There are also lines that are coated with humour in this novel but could be called racial remarks. Young black Yusuf came clean in his conversation with Tayo. He said white women were for sex treats while black women were for decent relationships that could lead to marriage. He added that a white woman looked so old when she turned thirty. This in its entirety showcases the idea of racism.

The battle against Tayo and Vanessa's love is instigated by racism with Vanessa's father as the instigator. He is the worst racist in this book. He was a colonial master in Nigeria before 1960. He is against Tayo marrying his daughter and has refused to accept Vanessa’s adopted half-cast son. He seemed more racial against half-casts earlier in the novel confronting Tayo about his fears for a half-cast grandchild. It is later understood that his hatred for the blacks is as a result of an affair his wife had with a black man during the colonial era. Manyika, whose picture shows she is perhaps a half-cast, is able to make a point here. She draws a difference between being black and being a half-cast (brown). This would have been quite a storm for her to write about because of the racial wind against the brown people living in whitely dominated regions. In contrast to a pure black country, half-casts are seen as beautiful which Manyika failed to point out. In fact in the black continent, the typical black man may feel inferior to a half-cast. 

Hope this helps. Use the comment box to state your views. 

I guess by now you should have finished reading the novel. If you have, try  answering these questions:

1. How is Suleiman related to Vanessa
(a) Biological son
(b) Adopted son
(c) Nephew
(d) Nibling

2. Vanessa's Mother known as ______ died of cancer in what year.
(a) Mrs Baker, 1975
(b) Mrs Elizabeth, 1976
(c) Mrs Baker, 1977
(d) Mrs Elizabeth, 1978

3. Vanessa was eventually married to who?
(a) Professor Peters
(b) Professor Tayo
(c) Professor Edwards
(d) Professor Trevor

4. What is the nature of Christine's death?

■ What you will do
[1] In the passage on racism in the novel, what was Vanessa's father in Nigeria before 1960?
[2] Return the part of the passage on racism in the novel from "2. Vanessa's Mother" up to and including "married to who?".
The rows have no role in this work.

■ Excerpted records

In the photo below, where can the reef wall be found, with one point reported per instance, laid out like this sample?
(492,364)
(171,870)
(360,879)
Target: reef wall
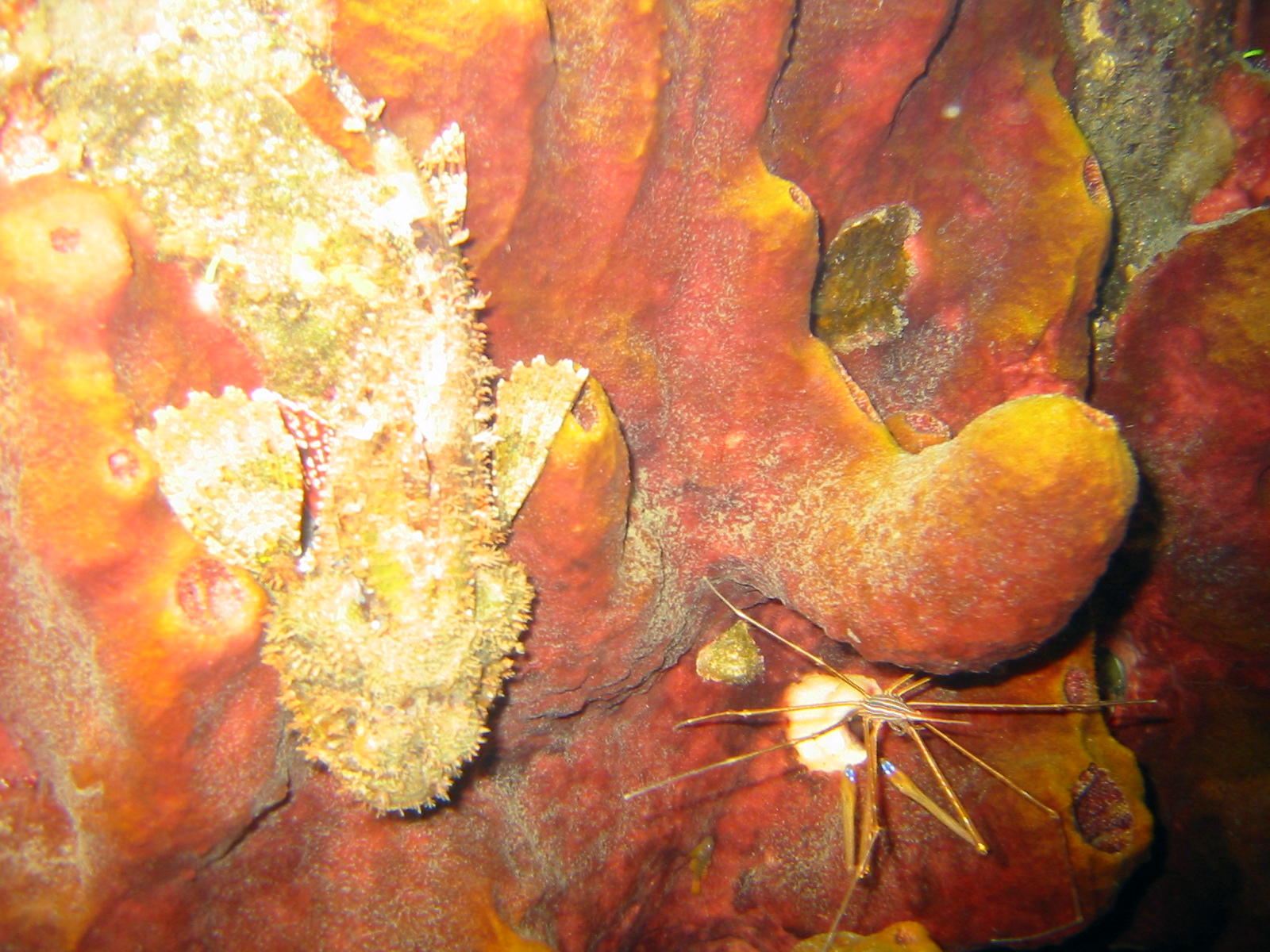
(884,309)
...
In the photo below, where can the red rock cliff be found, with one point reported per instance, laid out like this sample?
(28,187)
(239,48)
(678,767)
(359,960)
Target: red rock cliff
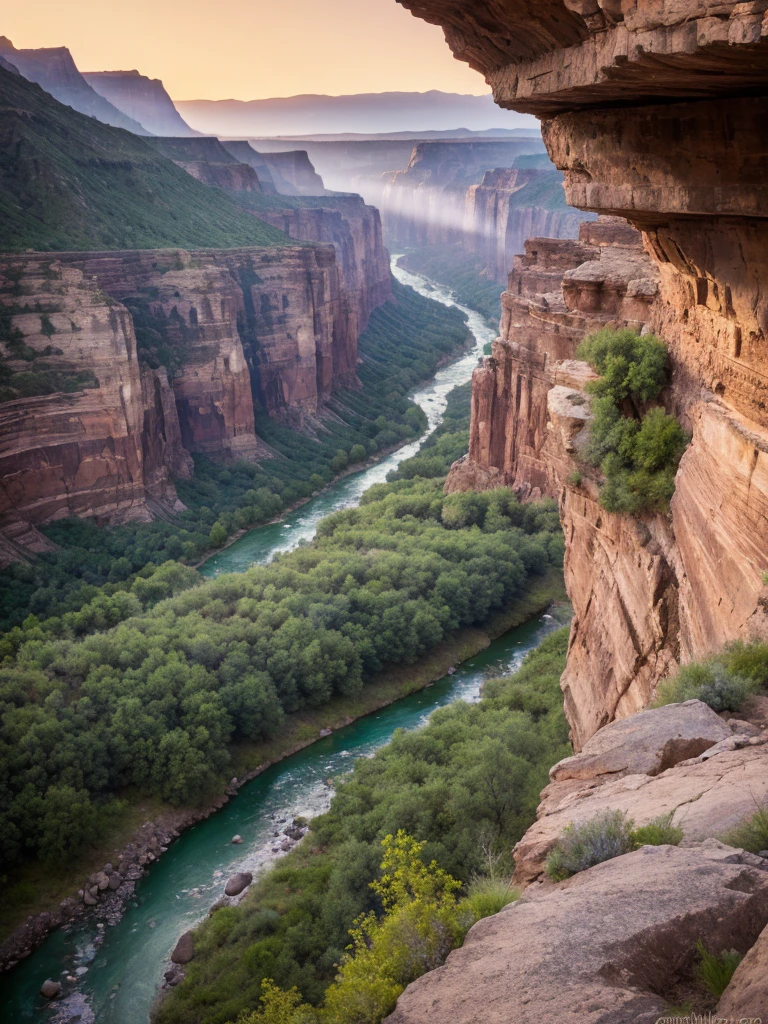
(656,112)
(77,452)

■ Results by task
[1] He was a colonial master.

[2]
2. Vanessa's Mother known as ______ died of cancer in what year.
(a) Mrs Baker, 1975
(b) Mrs Elizabeth, 1976
(c) Mrs Baker, 1977
(d) Mrs Elizabeth, 1978

3. Vanessa was eventually married to who?